COMPLETE THE FOLLOWING:
1. In the thread on Supervisor DNS resolution, translate the sentence "The last supervisor version that correctly resolves DNS queries is v14.0.8." into French.
2. Carry on the thread on Supervisor DNS resolution from the point where it stops.
* START EXCERPTED PASSAGE *
Open compiaffe opened 8 months ago
Any insights here?
I wonder if trying v15.2.0 will make a difference. For reference, here is a gist I use occasionally to preload a different Supervisor version into an OS. It may be useful to you as I'm not sure if Supervisor upgrades are available in openBalena.
We are still seeing this issue.
We have tried v15.2.0 (and later versions), with it's mDNS fixes but we are getting the same result.
The last supervisor version that correctly resolves DNS queries is v14.0.8. Anything after that, (starting at 14.0.13), does not resolve DNS queries.
Looking at the diffs between v14.0.8 and v14.0.13 the only change that seems kinda relevant is the removal of avahi-daemon
(and respective configs) from the supervisor container image, but I don't see exactly how that could be causing the issue.
Any help? Thanks in advance
Could you please try the latest v16.3.6 version? This was probably fixed in https://github.com/balena-os/balena-supervisor/pull/2311/commits/6f02b17968d02c2e27b523e40a25ef4c4815d20a.
Thanks for the tip @alexgg we will try it and report back
Even in the latest version we see the same issue inside the container:
INFO: Found device /dev/mmcblk0p1 on current boot device mmcblk0, using as mount for '(resin|balena)-boot'.
INFO: Found device /dev/mmcblk0p5 on current boot device mmcblk0, using as mount for '(resin|balena)-state'.
INFO: Found device /dev/mmcblk0p6 on current boot device mmcblk0, using as mount for '(resin|balena)-data'.
[info] Supervisor v16.3.5 starting up...
[info] Setting host to discoverable
[debug] Starting systemd unit: avahi-daemon.service
[debug] Starting systemd unit: avahi-daemon.socket
[debug] Starting logging infrastructure
[info] Starting firewall
[warn] Invalid firewall mode: . Reverting to state: off
[info] Applying firewall mode: off
[success] Firewall mode applied
[debug] Starting api binder
[debug] Performing database cleanup for container log timestamps
[info] Previous engine snapshot was not stored. Skipping cleanup.
[debug] Handling of local mode switch is completed
(node:1) [DEP0005] DeprecationWarning: Buffer() is deprecated due to security and usability issues. Please use the Buffer.alloc(), Buffer.allocUnsafe(), or Buffer.from() methods instead.
(Use node --trace-deprecation ... to show where the warning was created)
[info] API Binder bound to: https://api.aivero.lan/v6/
[event] Event: Supervisor start {}
[info] Starting API server
[info] Supervisor API successfully started on port 48484
[debug] Ensuring device is provisioned
[debug] Connectivity check enabled: true
[debug] Starting periodic check for IP addresses
[info] Waiting for connectivity...
* END EXCERPTED PASSAGE *
* START DATA EXTRACT *
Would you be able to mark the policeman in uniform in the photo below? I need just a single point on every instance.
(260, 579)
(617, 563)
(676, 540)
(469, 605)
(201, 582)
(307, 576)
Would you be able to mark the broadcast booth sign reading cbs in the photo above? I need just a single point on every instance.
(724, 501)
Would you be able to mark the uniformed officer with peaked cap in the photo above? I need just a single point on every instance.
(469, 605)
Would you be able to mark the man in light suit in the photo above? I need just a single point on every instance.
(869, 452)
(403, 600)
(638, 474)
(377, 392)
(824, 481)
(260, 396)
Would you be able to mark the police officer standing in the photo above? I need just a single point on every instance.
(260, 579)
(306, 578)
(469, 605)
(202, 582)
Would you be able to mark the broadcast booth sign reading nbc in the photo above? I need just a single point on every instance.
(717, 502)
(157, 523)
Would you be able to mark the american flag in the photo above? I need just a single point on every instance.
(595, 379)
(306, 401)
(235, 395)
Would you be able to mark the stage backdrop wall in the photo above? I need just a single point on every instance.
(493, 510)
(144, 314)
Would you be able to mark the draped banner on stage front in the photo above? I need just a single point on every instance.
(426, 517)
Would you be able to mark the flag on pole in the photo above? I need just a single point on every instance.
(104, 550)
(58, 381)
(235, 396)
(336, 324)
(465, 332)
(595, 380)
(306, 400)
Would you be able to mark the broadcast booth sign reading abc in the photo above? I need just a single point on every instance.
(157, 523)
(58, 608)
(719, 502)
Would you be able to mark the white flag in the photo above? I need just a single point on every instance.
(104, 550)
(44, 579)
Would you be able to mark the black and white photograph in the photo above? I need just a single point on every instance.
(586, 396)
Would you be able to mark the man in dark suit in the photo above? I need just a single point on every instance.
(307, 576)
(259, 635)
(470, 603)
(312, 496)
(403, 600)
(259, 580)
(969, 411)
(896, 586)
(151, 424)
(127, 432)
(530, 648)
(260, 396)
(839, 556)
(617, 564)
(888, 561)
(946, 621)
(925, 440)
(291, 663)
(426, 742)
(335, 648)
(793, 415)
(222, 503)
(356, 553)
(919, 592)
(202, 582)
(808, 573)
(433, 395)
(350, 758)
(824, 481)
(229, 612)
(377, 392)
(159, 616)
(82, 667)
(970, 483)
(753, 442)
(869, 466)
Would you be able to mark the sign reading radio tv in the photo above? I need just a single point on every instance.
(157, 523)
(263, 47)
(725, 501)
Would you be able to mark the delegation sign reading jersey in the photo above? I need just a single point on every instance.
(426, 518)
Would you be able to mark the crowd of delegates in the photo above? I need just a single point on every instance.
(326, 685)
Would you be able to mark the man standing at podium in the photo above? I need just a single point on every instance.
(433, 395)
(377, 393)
* END DATA EXTRACT *
EXERCISE RESPONSES:
1. La dernière version du superviseur qui résout correctement les requêtes DNS est la v14.0.8.

2.
[event] Event: Device bootstrap {}
[info] VPN connection is not active.
[info] New device detected. Provisioning...
[success] Initialised splash image backend
[info] Reporting initial state, supervisor version and API info
[info] Attempting to load any preloaded applications
[event] Event: Device bootstrap failed, retrying {"delay":30000,"error":{"message":"getaddrinfo EAI_AGAIN api.aivero.lan","stack":"Error: getaddrinfo EAI_AGAIN api.aivero.lan\n at GetAddrInfoReqWrap.onlookupall [as oncomplete] (node:dns:118:26)"}}
[event] Event: Device bootstrap {}
[info] New device detected. Provisioning...
[event] Event: Device bootstrap failed, retrying {"delay":30000,"error":{"message":"getaddrinfo EAI_AGAIN api.aivero.lan","stack":"Error: getaddrinfo EAI_AGAIN api.aivero.lan\n at GetAddrInfoReqWrap.onlookupall [as oncomplete] (node:dns:118:26)"}}
But balenaOS solves the api.aivero.lan just fine
@alexgg any idea how to further debug this?
hey @compiaffe bring the issue through our support channels like the forums, and provide us with a reproduction.
@alexgg
We already have: https://forums.balena.io/t/supervisor-fails-to-resolve-dns-on-v4-v5-in-offline-air-gapped-setup-using-open-balena/369796
Reproduction is outstanding.
We deploy open-balena to an air-gapped network where the router resolves all the required balena domains: e.g. api.aivero.lan and advertises that DNS server via DHCP.
We
balena os configure
RaspberryPi3 with balenaOS v2.80.3 and these connect nicely even in an air-gapped network.However, these old images don’t have the fixed/updated HQ camera sensor-mode 5 1 so we need a newer version.
However, the newest v5.0.8, or v2.115.18+rev2 versions do not connect to open balena. The supervisor cannot resolve the domain. The HostOS however does.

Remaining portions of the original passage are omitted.